Start The input

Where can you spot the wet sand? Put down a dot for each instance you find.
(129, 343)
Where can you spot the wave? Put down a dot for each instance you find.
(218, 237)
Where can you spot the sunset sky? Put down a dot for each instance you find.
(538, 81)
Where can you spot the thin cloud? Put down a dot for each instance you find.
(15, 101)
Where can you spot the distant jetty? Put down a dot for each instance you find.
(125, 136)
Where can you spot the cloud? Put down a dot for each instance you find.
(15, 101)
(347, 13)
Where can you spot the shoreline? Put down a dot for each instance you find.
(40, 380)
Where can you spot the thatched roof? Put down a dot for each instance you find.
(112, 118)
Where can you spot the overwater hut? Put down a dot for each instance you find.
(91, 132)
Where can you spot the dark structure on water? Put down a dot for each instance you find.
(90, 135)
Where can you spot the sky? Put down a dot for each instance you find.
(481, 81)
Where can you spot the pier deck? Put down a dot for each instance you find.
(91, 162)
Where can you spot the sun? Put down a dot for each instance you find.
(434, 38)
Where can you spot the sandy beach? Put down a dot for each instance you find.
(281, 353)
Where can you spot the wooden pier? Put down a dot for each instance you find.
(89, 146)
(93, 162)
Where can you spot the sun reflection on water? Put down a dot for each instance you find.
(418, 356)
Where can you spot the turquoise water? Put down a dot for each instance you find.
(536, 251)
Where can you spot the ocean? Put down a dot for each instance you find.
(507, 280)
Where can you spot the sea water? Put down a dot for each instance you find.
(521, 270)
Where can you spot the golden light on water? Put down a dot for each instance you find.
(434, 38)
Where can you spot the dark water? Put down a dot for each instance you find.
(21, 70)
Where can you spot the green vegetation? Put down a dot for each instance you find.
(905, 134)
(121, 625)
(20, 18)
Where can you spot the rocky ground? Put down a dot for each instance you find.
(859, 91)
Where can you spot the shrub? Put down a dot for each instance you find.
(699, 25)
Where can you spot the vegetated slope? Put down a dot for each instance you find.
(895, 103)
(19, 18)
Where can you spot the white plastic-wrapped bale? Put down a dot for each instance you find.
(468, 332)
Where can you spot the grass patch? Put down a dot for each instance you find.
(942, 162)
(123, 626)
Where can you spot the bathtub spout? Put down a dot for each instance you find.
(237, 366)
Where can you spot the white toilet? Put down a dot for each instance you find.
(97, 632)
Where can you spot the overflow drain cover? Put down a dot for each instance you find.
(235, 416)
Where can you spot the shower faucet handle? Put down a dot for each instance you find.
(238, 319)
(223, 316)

End The input

Directive>
Output only the lines from the one holding "Where can you spot the vegetated" through the last line above, exactly as they appear.

Response>
Where can you spot the vegetated slope? Put down a dot for each instance you find.
(895, 103)
(19, 18)
Where can you spot the white plastic-wrapped bale? Put down a dot for each instance you find.
(468, 332)
Where can you spot the grass patch? Put down a dot for each instance you find.
(942, 162)
(123, 626)
Where can you spot the bathtub spout? Put down a dot for each instance you find.
(237, 366)
Where can you spot the white toilet? Put down a dot for each instance you find.
(97, 632)
Where can you spot the overflow drain cover? Put down a dot for each instance you find.
(235, 416)
Where can you spot the shower faucet handle? Put down a dot for each instance you find.
(238, 319)
(223, 316)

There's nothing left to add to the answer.